Exercise - Please continue the review of Take the Bai Road from where it stops, keeping the reviewer's voice.

Given passage -
..........
Friday, July 7, 2017

Review: Take the Bai Road by Erika Mitchell

Title: Take the Bai Road
Author: Erika Mitchell
Year Published: 2017


Genre: Adult fiction
Pages: 272
Rating: 4.5 out of 5

Location (my 2017 Google Reading map)Mexico and USA (WA, Washington, DC)

FTC Disclosure: I received a copy of this book from the author for an unbiased review


Summary (from the author): After the events of Bai Tide, CIA case officer Bai Hsu is safely tucked away at Headquarters in Langley, Virginia. Bored and frustrated, he’s starting to doubt he’ll ever return to the field until he’s given a difficult new assignment: Track and investigate the mysterious Ghost Cartel, who may or may not already have hooks in our government.

With secrecy of the utmost importance, Bai accepts the mission even though he knows he’ll be out in the cold. With no official cover, no backup, and no resources, Bai has no choice but to infiltrate a shadowy organization few know anything about,

Tangled in a conspiracy that will pit him against warring cartels in Mexico, this is Bai’s most impossible mission to date. It will test him, make him question himself and the organization he works for, and ultimately rip away everything that’s ever mattered to him.



Purchase Links: Amazon

Author Links: WebsiteFacebookTwitter, and her blog parsingnonsense.com

Review: I read Erika Mitchell's first Bai Hsu novel, Bai Tide, and quite liked it. However, this book is better. I feel like Mitchell found her voice, is more confident in her character and her writing, and it all came together for a fun spy novel.
..........
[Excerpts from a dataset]
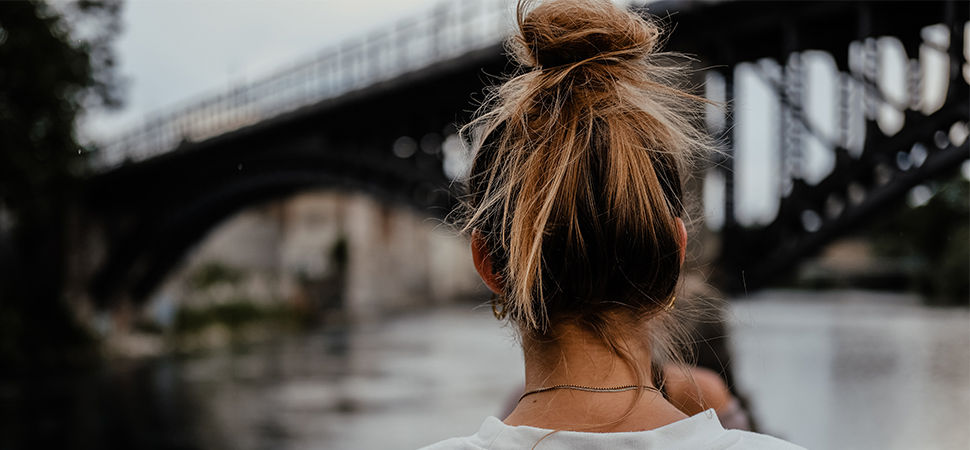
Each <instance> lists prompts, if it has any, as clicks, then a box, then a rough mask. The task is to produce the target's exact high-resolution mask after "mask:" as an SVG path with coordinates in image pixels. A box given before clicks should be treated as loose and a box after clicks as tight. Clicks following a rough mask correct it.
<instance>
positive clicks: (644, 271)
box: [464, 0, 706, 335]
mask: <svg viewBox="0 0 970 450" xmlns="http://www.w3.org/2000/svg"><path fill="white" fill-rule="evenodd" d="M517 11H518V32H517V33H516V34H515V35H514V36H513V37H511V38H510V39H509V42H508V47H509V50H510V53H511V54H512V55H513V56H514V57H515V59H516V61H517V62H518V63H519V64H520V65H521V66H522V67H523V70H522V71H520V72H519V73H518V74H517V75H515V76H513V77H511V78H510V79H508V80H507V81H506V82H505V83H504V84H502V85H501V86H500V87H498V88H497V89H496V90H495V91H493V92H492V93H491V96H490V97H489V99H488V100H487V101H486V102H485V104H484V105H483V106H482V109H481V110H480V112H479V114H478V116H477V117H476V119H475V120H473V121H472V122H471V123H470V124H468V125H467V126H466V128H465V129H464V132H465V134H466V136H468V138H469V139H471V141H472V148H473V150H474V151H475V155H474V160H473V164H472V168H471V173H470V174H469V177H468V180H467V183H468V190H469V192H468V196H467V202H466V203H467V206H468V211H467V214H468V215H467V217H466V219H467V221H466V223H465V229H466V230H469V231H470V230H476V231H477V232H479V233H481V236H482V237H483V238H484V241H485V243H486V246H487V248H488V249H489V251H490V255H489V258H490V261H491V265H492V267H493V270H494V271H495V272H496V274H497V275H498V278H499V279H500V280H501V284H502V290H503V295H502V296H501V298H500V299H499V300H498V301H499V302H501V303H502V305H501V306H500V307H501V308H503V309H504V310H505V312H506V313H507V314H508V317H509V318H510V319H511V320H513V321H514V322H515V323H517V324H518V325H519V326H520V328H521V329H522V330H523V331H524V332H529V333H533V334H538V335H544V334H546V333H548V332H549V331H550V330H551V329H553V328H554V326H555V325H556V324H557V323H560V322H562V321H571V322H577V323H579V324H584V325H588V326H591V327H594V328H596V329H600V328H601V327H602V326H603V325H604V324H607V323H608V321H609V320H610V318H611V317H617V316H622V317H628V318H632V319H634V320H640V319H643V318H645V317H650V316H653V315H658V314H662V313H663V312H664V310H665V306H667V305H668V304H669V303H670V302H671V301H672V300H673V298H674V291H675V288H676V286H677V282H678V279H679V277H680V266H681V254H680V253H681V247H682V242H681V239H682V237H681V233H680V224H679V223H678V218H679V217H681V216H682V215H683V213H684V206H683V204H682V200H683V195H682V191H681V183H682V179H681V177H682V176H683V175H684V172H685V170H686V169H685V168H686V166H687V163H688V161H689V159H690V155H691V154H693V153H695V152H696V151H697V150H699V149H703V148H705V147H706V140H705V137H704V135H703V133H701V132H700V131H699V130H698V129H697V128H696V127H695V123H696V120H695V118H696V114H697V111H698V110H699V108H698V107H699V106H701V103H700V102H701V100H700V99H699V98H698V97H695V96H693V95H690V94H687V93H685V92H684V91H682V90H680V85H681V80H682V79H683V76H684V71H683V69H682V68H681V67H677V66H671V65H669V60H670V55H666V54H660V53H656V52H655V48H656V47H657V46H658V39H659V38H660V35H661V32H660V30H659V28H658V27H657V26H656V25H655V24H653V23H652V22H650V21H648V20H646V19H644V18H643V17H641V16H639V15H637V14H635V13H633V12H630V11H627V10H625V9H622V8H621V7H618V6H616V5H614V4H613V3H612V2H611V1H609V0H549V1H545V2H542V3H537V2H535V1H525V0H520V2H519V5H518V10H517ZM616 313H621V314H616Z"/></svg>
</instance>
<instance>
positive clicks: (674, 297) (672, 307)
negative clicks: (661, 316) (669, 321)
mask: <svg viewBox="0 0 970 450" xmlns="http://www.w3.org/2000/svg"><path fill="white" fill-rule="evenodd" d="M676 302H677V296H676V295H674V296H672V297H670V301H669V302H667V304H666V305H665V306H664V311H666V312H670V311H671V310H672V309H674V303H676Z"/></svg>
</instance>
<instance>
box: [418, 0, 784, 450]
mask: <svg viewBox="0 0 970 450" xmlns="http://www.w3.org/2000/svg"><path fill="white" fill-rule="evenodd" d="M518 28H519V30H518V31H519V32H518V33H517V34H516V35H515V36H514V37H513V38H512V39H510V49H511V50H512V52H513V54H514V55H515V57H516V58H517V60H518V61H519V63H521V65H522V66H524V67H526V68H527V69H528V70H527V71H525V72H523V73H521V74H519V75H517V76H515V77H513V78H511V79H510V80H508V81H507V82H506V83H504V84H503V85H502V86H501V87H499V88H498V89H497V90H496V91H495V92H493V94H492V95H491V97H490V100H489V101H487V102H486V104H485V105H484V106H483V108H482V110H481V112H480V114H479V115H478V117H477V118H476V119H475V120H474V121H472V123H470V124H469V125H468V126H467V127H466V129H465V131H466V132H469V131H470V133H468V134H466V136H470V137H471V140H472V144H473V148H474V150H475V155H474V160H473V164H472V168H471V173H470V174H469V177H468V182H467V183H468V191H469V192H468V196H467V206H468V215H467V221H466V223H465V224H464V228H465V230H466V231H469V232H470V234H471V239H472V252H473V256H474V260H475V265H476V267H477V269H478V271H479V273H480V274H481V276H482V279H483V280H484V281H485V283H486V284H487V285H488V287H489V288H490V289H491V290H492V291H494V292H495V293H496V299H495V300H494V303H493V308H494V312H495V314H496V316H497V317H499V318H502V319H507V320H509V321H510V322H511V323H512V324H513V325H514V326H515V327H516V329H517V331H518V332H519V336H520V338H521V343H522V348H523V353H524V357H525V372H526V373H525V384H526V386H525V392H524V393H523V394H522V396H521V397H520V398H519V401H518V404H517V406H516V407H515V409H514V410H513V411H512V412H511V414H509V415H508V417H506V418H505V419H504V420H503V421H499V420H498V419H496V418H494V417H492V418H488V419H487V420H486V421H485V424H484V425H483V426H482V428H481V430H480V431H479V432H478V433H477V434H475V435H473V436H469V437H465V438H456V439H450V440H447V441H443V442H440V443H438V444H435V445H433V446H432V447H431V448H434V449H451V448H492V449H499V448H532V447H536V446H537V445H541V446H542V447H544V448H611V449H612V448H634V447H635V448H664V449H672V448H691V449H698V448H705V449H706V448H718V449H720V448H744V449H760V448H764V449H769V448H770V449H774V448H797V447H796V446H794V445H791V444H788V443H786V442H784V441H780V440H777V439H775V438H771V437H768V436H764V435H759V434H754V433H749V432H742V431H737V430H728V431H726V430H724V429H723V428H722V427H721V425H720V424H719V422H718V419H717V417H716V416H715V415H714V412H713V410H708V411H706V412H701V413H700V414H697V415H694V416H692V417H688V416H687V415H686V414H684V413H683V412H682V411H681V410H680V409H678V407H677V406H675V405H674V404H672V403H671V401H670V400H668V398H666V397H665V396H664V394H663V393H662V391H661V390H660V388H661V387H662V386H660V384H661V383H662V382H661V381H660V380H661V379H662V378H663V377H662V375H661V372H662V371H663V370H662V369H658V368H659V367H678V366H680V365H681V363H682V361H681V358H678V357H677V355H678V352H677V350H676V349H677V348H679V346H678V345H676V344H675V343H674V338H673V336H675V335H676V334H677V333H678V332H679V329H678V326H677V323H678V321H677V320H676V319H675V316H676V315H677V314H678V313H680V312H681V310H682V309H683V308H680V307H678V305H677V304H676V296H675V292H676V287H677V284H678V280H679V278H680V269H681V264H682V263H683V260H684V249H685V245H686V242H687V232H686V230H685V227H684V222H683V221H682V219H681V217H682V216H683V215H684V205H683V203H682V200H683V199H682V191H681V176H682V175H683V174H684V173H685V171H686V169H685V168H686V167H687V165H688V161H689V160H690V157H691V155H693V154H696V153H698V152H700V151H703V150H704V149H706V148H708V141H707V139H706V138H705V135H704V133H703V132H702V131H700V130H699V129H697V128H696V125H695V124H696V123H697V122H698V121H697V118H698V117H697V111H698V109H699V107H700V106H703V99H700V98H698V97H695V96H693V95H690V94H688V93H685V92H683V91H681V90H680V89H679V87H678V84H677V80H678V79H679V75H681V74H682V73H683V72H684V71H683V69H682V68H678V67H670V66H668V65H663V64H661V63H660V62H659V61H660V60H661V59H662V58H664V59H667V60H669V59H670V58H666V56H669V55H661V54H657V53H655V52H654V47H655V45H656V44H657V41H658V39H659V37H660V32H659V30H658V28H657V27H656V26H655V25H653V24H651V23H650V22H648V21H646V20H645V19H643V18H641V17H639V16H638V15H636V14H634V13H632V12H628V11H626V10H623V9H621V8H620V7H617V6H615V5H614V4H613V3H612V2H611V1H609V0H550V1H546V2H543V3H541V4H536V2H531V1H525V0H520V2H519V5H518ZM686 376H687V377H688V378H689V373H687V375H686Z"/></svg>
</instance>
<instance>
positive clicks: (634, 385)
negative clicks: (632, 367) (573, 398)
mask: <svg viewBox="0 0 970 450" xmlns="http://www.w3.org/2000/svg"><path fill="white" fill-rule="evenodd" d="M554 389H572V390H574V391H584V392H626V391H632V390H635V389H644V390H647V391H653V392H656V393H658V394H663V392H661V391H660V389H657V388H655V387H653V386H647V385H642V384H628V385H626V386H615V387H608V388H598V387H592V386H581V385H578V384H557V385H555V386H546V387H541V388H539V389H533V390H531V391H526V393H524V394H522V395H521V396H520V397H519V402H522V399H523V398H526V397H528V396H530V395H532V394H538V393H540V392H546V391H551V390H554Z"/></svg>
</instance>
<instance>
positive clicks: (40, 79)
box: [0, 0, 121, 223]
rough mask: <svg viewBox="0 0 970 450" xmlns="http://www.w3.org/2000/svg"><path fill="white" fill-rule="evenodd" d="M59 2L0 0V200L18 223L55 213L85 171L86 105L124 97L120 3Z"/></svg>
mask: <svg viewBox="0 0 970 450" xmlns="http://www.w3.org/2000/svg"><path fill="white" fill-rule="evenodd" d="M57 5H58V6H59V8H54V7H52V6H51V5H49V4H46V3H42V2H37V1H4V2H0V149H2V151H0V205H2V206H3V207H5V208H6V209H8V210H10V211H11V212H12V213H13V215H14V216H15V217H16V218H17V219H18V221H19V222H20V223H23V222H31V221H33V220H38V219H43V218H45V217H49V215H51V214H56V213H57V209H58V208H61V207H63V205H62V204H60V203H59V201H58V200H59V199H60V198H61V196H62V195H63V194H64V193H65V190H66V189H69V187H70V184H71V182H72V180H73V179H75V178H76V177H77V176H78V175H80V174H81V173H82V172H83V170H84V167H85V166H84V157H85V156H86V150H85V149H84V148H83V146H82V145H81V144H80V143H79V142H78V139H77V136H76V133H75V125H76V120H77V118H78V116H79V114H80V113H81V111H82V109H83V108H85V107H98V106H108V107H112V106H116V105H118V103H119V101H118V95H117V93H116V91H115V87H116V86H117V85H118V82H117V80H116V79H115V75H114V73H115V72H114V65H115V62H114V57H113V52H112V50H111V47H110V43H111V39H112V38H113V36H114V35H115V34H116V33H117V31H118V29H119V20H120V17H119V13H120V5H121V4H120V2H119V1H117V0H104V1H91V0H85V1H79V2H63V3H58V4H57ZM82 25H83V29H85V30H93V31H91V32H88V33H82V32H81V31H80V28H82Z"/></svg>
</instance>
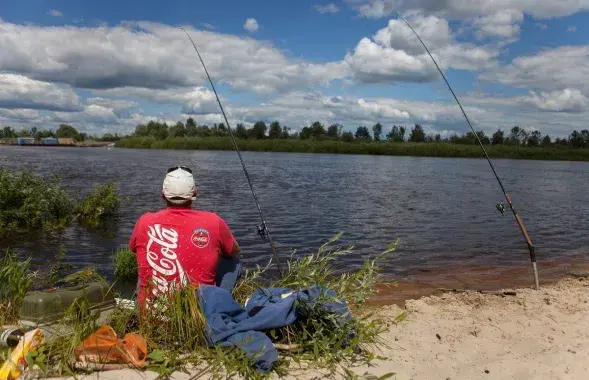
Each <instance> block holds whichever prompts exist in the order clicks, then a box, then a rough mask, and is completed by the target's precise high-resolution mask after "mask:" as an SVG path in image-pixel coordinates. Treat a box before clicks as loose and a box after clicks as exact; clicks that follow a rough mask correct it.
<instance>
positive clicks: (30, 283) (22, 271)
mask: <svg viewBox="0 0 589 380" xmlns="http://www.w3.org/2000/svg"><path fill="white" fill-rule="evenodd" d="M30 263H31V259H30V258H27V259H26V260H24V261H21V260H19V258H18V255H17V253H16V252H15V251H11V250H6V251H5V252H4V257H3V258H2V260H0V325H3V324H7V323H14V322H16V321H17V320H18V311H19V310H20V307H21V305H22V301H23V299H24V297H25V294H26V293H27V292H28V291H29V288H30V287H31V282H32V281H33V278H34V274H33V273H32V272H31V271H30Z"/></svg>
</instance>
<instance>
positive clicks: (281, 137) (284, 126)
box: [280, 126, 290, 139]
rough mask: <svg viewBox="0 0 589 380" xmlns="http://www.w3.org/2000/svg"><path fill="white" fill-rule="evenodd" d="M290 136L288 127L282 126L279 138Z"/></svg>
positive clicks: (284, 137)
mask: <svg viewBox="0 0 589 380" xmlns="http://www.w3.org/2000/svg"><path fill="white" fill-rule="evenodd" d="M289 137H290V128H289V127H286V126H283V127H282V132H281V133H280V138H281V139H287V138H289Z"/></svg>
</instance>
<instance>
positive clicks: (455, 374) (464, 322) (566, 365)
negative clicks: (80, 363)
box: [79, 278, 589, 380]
..........
Task result -
Bai Hsu is a CIA operative working on his own this time. He is so competent and talented: he is trained in martial arts, lock picking, fire arms, knows five languages, and is pretty darn savvy. I also think he has a good personality; he is smart, personable, and seems able to get along with almost everyone he encounters, even those whom he is fighting. I like that about him. He seems like someone I'd like if I met him.

I also thought having a story based around the Mexican drug cartels was interesting, even though the main story isn't about drug smuggling. Connecting North Korea from the previous book to the Mexican cartels and the US government was an interesting angle that I didn't expect. I also like that the book isn't one where I feel like events are implausible. Yes, it's spy stuff, but not out of control spy stuff. So that's fun.